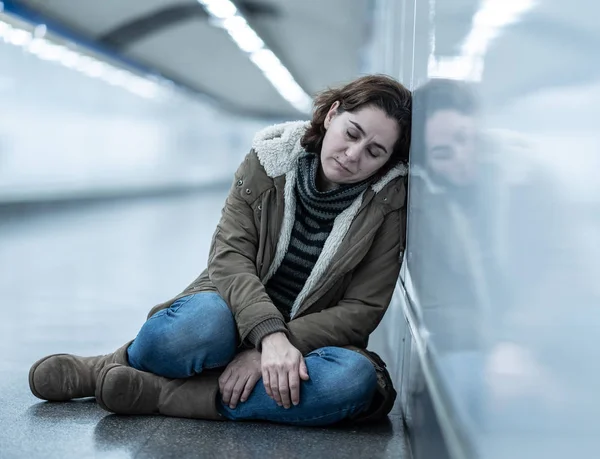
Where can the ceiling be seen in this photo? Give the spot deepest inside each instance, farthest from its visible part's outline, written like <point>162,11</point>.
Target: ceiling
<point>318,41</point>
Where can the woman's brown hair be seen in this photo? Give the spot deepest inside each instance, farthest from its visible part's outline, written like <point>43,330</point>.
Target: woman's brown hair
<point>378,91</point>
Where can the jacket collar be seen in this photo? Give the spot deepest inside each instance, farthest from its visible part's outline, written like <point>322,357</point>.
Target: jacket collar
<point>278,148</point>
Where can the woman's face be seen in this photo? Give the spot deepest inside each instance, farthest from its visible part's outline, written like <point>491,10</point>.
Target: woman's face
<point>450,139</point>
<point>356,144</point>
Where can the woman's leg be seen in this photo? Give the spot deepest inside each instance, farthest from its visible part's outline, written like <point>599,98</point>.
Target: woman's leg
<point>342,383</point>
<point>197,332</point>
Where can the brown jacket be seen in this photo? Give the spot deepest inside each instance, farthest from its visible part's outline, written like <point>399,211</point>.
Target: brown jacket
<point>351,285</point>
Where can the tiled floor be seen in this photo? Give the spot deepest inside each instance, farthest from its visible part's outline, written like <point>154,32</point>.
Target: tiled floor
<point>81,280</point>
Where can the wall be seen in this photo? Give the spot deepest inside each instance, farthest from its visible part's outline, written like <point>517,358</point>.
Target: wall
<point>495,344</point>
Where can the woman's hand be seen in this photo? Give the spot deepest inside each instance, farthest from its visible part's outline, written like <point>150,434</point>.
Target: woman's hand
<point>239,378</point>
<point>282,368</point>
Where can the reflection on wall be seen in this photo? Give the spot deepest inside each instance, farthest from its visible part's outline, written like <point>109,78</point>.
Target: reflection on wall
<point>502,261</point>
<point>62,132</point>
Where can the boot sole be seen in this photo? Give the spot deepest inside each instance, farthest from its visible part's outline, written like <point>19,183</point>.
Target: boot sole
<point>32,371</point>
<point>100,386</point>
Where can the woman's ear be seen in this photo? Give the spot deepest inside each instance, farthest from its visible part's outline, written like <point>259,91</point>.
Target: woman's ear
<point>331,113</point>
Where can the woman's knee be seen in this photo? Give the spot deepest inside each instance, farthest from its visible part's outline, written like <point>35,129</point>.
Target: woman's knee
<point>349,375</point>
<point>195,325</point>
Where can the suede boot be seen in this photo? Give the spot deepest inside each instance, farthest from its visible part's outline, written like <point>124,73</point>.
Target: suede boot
____
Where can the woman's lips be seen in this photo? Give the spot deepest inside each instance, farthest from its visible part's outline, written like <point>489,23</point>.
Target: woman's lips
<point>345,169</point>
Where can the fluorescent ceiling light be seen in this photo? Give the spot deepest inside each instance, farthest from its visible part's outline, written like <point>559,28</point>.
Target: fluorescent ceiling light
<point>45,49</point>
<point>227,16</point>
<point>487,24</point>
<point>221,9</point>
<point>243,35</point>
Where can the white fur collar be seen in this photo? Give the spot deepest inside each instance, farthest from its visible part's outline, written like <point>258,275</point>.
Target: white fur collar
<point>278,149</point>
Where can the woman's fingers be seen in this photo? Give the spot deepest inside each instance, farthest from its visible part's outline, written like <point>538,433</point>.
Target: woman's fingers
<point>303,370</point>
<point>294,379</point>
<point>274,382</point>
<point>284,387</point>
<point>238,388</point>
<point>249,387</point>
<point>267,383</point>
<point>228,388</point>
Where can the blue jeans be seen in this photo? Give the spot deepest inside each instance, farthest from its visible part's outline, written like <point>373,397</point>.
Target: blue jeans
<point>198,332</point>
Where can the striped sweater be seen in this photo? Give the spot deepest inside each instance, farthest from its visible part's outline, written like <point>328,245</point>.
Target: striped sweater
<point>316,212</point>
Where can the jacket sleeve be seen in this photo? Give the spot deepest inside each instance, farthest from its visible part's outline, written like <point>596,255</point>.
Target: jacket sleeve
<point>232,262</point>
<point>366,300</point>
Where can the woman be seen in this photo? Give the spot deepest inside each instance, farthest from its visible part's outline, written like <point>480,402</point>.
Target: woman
____
▶ Set task
Please pick out every line of the material above that contains the word "face" and copy each one in full.

▶ Expected answer
Where can the woman's face be seen in this photo? Give the spot deepest inside each instance, farthest from its visible part's outline, written like <point>491,10</point>.
Target: woman's face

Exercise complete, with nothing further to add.